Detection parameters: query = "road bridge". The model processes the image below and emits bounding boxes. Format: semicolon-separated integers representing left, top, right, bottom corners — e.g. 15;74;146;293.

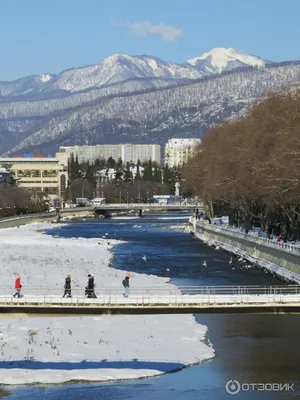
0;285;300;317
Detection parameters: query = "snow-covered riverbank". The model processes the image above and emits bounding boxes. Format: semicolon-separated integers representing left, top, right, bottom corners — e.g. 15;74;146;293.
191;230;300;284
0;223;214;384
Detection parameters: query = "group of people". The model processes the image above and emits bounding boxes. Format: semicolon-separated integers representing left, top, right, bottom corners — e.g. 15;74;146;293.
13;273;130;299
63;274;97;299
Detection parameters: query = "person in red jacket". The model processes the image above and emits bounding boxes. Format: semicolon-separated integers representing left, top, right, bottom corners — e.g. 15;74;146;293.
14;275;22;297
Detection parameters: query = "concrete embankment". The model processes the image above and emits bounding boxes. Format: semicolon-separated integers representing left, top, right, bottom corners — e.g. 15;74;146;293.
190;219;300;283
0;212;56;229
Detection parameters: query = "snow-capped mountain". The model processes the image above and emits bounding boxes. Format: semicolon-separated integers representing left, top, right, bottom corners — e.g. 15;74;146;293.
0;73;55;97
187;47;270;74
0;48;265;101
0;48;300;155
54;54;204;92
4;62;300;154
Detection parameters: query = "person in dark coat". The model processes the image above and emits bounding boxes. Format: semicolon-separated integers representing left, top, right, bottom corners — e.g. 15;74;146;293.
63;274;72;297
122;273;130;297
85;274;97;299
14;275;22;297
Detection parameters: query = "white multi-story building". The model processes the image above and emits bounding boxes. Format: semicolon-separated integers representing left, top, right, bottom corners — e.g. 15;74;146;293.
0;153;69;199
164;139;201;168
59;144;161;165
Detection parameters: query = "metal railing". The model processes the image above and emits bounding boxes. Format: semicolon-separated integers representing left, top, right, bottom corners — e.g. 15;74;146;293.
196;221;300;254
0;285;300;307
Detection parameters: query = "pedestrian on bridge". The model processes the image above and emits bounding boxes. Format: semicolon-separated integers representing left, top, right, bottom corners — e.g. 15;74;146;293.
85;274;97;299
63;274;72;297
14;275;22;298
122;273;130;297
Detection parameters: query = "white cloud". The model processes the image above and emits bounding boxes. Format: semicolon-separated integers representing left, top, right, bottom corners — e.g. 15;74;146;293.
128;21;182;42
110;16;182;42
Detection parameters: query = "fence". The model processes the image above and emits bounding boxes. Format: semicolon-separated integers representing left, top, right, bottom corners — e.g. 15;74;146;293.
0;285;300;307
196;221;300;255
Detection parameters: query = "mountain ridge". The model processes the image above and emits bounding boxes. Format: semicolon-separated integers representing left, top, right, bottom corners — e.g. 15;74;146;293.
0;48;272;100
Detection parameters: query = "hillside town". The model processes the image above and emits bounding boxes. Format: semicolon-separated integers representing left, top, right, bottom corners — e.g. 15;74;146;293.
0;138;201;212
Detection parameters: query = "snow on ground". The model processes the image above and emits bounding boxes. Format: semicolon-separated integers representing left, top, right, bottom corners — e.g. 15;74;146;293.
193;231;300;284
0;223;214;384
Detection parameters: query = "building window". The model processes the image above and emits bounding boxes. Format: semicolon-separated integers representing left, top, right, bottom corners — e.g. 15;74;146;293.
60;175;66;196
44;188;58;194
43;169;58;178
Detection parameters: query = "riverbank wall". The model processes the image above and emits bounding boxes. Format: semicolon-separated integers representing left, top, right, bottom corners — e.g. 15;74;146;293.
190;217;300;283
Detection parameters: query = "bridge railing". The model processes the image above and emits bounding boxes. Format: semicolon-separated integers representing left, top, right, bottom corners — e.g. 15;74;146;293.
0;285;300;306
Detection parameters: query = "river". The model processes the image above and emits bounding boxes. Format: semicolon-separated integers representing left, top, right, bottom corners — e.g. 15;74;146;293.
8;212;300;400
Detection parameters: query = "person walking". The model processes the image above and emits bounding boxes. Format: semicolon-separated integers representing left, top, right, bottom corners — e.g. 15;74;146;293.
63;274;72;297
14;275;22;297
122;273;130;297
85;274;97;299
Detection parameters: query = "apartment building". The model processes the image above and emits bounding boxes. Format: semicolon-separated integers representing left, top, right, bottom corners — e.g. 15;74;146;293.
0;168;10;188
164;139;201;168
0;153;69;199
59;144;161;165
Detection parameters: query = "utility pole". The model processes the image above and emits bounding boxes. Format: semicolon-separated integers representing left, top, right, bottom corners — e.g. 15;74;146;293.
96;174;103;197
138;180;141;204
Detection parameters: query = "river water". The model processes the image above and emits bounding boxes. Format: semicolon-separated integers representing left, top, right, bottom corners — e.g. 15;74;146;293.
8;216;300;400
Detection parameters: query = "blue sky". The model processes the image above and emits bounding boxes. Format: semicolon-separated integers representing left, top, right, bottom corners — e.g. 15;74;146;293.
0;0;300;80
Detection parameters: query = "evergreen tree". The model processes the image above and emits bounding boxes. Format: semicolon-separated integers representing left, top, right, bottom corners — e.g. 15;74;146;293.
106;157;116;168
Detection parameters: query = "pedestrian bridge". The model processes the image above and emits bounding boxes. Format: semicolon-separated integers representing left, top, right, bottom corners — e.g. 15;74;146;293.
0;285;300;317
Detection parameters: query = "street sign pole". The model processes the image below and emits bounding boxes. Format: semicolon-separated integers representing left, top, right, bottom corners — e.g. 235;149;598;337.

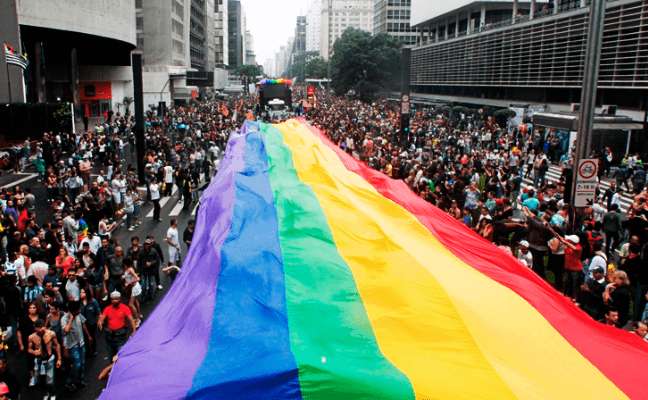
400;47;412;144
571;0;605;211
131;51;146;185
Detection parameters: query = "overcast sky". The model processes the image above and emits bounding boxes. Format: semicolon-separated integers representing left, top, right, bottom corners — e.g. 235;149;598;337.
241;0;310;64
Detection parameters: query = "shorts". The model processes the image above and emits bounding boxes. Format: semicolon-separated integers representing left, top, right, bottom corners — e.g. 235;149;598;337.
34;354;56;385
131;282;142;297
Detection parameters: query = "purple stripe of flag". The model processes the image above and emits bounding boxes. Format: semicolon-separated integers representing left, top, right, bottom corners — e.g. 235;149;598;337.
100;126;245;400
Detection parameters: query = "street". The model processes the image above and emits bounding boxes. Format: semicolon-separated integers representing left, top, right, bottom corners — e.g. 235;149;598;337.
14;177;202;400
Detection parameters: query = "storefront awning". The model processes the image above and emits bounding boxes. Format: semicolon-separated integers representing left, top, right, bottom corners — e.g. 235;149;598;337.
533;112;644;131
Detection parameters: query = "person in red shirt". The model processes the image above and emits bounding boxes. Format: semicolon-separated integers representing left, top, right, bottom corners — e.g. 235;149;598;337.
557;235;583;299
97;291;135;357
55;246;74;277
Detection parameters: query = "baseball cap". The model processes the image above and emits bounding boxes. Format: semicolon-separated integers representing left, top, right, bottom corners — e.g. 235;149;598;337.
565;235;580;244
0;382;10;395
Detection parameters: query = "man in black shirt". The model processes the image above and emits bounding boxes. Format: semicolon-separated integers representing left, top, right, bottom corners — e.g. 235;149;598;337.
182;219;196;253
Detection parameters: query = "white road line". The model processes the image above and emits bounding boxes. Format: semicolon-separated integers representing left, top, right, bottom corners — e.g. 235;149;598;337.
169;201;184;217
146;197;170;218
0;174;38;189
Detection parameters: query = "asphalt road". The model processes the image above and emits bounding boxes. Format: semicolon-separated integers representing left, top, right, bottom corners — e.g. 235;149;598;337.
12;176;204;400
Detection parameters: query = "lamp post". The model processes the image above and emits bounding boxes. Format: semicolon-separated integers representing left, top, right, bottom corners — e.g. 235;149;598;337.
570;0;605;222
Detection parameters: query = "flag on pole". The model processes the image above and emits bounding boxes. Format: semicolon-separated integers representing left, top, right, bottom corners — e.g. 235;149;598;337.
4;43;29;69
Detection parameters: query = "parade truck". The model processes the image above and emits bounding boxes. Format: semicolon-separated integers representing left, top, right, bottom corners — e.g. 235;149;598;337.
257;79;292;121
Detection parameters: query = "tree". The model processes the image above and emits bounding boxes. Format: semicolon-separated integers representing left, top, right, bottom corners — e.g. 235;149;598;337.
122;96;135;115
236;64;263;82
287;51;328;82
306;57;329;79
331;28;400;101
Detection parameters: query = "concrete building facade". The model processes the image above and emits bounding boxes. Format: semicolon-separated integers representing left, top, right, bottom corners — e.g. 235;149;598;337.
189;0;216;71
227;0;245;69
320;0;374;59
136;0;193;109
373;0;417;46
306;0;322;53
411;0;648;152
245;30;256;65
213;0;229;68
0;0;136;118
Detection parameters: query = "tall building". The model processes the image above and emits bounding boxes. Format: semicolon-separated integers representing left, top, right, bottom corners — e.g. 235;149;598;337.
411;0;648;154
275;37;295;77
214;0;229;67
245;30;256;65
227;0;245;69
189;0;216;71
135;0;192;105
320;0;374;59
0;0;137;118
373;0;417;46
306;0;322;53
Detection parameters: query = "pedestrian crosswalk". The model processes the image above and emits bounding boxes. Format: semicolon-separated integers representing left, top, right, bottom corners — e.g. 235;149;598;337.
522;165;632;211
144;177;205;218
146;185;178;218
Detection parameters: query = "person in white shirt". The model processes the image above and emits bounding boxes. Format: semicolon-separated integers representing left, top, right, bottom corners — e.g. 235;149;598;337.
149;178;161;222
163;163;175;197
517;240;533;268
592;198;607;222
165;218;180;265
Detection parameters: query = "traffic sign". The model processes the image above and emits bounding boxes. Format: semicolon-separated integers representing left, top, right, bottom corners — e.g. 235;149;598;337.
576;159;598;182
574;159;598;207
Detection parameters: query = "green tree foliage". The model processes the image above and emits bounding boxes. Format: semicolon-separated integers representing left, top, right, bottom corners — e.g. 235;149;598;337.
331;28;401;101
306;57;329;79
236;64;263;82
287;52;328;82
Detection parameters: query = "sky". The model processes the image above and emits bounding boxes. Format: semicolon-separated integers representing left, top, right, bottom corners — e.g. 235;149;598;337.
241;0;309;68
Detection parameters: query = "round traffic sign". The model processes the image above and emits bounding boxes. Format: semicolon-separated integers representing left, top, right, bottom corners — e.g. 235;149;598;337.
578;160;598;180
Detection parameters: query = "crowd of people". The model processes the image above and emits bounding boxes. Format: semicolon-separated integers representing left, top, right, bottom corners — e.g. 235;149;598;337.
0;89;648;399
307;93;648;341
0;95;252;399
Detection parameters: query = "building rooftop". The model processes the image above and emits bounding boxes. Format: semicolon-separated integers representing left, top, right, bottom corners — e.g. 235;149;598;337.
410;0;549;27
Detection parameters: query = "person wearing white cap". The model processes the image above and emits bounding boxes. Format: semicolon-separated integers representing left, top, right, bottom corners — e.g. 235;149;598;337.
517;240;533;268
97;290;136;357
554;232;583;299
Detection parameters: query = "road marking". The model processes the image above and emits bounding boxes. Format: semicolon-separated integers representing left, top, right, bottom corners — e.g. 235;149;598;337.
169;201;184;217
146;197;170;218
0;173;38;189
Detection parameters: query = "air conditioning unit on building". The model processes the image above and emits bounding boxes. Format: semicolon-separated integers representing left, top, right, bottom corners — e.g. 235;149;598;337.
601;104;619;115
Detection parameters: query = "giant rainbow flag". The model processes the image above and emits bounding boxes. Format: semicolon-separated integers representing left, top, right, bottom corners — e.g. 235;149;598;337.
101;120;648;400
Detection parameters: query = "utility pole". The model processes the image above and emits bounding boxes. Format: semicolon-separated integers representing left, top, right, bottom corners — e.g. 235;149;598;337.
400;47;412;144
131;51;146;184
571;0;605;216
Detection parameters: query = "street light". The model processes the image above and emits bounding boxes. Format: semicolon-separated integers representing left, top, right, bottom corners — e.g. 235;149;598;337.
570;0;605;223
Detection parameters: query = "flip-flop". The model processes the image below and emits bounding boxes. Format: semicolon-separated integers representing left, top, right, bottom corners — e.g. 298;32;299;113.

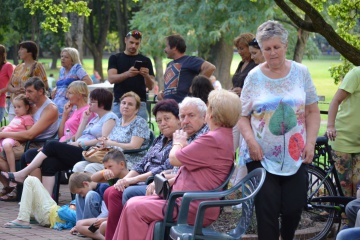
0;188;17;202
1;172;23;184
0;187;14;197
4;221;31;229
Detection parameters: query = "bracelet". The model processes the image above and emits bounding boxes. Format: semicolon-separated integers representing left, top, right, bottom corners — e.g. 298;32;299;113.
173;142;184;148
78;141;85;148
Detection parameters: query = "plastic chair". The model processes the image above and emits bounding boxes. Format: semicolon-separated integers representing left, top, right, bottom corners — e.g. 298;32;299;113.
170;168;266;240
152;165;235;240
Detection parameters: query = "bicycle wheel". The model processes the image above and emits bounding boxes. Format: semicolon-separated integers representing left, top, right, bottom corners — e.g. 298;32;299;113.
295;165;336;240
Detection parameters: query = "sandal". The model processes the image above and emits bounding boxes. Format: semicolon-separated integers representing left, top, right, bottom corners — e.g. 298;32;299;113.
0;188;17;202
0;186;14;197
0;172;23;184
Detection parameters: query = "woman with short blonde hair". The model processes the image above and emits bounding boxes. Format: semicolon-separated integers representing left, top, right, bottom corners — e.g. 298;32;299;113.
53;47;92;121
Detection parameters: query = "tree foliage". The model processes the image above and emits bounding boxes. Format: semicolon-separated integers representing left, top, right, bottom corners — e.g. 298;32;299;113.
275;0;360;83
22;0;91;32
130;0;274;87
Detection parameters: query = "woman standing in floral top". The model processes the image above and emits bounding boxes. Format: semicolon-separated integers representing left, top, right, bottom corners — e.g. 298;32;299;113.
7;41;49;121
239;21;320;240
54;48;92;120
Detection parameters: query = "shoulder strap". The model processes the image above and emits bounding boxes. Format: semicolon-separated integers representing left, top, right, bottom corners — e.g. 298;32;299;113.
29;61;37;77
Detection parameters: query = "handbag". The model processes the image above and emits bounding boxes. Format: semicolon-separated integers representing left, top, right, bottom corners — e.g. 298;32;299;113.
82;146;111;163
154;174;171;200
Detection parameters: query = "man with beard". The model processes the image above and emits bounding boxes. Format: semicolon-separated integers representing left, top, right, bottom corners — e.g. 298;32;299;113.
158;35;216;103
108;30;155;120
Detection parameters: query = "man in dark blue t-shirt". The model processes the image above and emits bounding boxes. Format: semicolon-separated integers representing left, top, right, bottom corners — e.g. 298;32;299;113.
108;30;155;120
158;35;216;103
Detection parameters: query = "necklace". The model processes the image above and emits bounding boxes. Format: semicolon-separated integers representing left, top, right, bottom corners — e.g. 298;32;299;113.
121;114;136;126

..........

→ Requirement: List each line from the rows above that contains the word "story". Matching is case-sensitive.

→ The reply:
Detection parameters: query = "white multi-story building". The model processes the image above and emits bounding boxes. Format: semicolon-separated integers representing left, top, right, bottom corners — e.g. 15;74;146;293.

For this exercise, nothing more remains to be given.